── Text

That night, his anger boiled over. Before she could even get out of the car, Martin was by her window. He grabbed her keys so she couldn’t drive away before he started striking her repeatedly in the face while she sat in the car. Their daughters were sleeping in the backseat. One of his blows left a deep gash near Carie’s eye and it was only when Martin saw blood pouring down his wife's face did he finally snap out of his rage.
Later, Carie would tell people that the five stiches across her face were a result of getting hit on the head during the concert. Her husband never apologized, and Carie never reported the incident. She was in total shock, she says. “You don’t want to admit that this is happening by the person who is supposed to love you the most.”
She says there were never any red flags to give her pause when she was dating Martin. Instead, the abuse started after the wedding. It was a slow progression of emotional, then verbal abuse. “There was name-calling; he would put me down. He would go through my phone and say every guy in it was someone I was texting. He was constantly accusing me of cheating. Every time he asked me a question, my answers weren’t what he wanted to hear. He would intimidate me into saying something he wanted me to say. He said if I didn’t tell him the truth, he would kill me.”
This would go on for years. Carie remembers nights she slept locked in their bathroom, afraid for her safety. But as quickly as it began, the abuse would stop for a while. There were phases, she says, where everything was picture perfect.

────
── Data rows

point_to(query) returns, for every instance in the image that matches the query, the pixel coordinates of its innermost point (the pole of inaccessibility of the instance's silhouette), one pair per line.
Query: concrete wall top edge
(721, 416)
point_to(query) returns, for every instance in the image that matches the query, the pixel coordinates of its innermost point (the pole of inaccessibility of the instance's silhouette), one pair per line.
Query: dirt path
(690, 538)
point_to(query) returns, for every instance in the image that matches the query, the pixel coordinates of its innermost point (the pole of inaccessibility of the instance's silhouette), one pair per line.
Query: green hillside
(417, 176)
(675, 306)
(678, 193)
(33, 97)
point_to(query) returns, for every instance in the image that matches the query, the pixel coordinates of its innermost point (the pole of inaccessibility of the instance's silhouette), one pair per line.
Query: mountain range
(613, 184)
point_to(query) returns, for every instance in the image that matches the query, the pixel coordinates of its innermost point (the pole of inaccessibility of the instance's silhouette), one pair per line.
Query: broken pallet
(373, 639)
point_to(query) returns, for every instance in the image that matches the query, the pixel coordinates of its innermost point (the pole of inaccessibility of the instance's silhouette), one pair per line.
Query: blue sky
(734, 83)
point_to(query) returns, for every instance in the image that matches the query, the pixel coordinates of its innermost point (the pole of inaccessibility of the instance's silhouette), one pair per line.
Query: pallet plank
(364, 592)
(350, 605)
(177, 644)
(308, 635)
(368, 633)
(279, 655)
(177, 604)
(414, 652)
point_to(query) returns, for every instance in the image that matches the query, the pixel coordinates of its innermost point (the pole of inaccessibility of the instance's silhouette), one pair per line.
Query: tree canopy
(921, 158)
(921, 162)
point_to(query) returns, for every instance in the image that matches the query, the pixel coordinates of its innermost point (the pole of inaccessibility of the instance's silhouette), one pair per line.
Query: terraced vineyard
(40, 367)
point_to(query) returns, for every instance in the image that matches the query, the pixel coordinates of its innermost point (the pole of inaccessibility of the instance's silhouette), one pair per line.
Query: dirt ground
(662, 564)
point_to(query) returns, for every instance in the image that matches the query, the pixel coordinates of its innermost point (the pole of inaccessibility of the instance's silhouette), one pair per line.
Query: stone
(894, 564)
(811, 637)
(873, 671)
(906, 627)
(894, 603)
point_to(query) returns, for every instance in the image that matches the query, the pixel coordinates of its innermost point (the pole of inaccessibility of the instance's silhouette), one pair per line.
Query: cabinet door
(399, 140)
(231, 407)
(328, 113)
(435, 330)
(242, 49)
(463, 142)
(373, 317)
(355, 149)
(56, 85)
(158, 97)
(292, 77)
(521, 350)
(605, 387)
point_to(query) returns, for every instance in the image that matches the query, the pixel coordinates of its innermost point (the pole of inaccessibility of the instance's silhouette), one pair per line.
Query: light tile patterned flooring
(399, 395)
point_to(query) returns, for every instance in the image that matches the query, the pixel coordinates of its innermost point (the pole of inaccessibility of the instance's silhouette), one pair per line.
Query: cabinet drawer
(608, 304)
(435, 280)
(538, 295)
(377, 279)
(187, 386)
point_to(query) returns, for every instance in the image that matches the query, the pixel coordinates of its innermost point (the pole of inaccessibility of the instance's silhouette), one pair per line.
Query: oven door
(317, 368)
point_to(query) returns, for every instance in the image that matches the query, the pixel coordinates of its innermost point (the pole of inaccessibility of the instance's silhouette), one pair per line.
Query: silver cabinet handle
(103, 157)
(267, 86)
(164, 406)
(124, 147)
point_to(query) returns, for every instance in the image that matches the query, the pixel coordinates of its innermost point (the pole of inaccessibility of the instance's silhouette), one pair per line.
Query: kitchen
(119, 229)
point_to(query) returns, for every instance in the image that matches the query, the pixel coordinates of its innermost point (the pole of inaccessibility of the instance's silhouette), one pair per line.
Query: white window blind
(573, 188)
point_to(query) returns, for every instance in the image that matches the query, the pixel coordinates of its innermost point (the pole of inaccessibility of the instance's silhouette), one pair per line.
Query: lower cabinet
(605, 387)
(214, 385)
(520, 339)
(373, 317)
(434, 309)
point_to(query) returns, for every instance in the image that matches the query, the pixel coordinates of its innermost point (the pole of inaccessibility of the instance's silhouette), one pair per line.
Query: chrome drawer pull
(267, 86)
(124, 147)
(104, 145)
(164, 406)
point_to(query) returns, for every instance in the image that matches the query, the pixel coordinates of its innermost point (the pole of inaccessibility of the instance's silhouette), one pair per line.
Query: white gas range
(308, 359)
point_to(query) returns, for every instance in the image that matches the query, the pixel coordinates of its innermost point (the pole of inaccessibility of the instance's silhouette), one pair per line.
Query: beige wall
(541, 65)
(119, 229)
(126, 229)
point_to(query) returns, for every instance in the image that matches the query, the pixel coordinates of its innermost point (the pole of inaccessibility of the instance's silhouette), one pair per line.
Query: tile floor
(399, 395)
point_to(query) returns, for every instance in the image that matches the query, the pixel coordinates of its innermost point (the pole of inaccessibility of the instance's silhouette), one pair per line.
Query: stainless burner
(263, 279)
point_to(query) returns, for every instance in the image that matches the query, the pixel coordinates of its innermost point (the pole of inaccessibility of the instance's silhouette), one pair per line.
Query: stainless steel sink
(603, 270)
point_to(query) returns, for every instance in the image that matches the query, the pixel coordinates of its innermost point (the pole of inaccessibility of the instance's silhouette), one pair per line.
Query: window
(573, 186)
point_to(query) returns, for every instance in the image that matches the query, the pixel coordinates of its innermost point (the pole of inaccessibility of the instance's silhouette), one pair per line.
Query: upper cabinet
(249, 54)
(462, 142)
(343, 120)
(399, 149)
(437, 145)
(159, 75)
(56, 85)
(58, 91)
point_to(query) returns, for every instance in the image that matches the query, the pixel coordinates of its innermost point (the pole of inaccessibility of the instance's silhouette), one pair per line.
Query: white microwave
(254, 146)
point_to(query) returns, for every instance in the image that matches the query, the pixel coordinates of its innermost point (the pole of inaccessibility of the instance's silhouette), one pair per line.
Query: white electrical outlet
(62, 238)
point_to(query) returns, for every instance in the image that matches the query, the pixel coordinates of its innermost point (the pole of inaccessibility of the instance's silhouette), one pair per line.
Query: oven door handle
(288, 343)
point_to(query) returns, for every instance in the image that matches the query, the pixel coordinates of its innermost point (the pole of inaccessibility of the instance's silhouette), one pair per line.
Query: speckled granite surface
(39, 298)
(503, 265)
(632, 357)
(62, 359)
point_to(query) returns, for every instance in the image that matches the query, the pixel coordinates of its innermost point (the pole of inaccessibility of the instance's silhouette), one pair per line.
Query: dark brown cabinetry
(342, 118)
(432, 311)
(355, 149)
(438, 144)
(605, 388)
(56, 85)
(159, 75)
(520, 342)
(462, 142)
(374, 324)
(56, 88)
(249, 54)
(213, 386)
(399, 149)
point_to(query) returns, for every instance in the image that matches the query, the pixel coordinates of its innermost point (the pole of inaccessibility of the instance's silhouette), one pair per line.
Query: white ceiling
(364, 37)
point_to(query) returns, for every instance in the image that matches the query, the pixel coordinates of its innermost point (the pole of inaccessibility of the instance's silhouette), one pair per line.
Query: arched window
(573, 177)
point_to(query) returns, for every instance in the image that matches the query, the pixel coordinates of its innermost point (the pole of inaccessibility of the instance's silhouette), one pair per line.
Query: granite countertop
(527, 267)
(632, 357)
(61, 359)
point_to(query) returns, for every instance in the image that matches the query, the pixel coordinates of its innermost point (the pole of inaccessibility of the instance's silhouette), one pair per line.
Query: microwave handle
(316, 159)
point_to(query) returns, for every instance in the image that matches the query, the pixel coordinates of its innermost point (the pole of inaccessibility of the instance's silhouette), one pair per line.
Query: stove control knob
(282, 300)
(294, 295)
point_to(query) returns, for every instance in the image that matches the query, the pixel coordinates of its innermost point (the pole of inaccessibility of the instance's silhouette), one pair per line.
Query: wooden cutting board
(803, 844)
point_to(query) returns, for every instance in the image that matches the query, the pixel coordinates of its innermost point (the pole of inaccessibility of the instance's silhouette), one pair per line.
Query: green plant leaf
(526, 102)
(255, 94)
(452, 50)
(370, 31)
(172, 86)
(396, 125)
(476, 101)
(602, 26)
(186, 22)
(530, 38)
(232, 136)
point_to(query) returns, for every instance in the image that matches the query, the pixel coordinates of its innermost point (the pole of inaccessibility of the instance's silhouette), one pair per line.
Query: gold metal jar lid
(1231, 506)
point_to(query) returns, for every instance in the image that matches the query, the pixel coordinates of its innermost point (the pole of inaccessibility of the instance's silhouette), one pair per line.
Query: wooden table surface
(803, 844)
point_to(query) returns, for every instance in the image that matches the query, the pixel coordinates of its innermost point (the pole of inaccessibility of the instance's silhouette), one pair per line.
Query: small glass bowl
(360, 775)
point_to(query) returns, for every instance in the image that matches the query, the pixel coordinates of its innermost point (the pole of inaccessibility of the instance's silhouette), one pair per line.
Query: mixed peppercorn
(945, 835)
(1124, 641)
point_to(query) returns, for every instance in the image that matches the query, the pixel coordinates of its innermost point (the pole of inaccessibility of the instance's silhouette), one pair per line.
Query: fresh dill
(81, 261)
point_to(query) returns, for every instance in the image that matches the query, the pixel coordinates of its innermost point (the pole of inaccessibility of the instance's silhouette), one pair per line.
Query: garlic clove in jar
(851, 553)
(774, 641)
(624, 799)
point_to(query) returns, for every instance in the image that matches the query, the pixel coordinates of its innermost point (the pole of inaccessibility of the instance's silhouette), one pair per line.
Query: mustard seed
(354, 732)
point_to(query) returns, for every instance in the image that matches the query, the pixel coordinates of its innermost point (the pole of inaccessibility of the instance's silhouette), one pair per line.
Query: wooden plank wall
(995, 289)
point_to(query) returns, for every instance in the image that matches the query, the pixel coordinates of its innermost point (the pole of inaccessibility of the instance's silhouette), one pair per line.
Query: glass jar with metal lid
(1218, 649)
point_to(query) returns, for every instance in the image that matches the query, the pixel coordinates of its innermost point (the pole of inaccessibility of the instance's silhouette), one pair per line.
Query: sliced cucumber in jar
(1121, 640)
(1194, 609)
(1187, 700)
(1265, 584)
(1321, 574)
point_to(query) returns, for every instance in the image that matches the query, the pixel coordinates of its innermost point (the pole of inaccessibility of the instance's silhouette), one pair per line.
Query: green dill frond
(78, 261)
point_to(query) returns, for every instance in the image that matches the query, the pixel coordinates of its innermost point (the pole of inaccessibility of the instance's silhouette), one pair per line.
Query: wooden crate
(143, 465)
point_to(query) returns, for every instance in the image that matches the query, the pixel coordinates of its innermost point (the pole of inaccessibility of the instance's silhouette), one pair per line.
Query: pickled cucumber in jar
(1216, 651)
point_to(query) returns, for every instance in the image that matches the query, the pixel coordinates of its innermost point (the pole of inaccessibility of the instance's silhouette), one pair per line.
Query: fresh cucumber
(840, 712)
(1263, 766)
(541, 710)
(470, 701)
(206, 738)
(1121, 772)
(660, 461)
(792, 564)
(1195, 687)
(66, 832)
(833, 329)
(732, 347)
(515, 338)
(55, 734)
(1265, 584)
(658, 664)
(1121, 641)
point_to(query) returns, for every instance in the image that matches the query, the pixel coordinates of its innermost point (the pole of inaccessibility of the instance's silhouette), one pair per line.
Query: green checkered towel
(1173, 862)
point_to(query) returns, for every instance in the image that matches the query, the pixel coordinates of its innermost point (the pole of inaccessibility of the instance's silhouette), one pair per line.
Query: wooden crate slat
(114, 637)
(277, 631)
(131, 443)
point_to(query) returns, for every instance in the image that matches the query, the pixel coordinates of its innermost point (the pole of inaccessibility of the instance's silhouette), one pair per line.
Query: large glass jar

────

§ **Given task**:
Retype the stretch of the abuse account from "She says there" through "was picture perfect." word for word.

§ **Solution to this task**:
She says there were never any red flags to give her pause when she was dating Martin. Instead, the abuse started after the wedding. It was a slow progression of emotional, then verbal abuse. “There was name-calling; he would put me down. He would go through my phone and say every guy in it was someone I was texting. He was constantly accusing me of cheating. Every time he asked me a question, my answers weren’t what he wanted to hear. He would intimidate me into saying something he wanted me to say. He said if I didn’t tell him the truth, he would kill me.”
This would go on for years. Carie remembers nights she slept locked in their bathroom, afraid for her safety. But as quickly as it began, the abuse would stop for a while. There were phases, she says, where everything was picture perfect.